What to do
Please change "power line" to "overhead cable" in the lines from the first one through the line with "[29,0,64,32]", and give those lines again with nothing else altered.

Data provided

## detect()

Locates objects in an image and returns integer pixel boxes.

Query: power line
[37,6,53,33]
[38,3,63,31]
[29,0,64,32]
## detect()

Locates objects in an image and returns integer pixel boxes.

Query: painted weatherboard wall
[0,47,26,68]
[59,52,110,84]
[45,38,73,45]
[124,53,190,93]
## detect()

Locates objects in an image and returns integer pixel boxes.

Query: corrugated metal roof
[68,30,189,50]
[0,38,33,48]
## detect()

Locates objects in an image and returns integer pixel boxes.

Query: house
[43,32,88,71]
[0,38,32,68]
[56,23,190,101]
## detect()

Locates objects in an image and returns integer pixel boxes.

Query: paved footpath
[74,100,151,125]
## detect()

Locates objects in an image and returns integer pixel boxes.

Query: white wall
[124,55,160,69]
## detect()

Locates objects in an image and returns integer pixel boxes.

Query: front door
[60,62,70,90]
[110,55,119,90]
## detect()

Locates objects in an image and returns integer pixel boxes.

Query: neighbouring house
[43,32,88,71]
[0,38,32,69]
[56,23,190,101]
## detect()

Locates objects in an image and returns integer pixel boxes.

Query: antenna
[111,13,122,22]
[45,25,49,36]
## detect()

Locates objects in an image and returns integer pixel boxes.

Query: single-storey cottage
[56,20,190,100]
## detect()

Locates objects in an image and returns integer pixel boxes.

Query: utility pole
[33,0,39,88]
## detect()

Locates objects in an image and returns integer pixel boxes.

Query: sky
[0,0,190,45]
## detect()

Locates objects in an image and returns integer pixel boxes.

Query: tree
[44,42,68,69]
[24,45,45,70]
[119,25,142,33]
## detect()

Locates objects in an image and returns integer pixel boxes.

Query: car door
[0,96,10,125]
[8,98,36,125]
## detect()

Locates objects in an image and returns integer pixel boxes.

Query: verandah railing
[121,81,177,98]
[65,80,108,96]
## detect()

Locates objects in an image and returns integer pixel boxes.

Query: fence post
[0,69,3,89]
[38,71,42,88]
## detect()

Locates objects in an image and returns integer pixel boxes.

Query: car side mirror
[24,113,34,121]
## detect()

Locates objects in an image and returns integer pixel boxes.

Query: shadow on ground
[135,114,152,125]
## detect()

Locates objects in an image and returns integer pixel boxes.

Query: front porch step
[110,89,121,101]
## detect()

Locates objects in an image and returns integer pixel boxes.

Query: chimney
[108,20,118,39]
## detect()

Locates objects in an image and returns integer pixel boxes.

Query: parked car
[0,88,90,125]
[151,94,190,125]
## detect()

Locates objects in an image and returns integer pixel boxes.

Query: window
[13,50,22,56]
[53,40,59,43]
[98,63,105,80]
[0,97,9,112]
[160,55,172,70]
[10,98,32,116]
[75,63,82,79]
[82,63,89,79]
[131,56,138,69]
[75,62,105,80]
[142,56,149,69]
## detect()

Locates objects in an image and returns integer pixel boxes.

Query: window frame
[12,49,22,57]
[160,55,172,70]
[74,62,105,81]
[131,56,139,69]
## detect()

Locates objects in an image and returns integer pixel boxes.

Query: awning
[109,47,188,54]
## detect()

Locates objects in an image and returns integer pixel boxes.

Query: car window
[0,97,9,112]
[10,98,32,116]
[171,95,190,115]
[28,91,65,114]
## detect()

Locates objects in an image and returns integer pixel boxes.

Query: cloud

Full output
## detect()

Locates objects in an image and returns integer pixel boxes.

Query: overhead cable
[37,6,53,33]
[38,3,63,31]
[29,0,64,32]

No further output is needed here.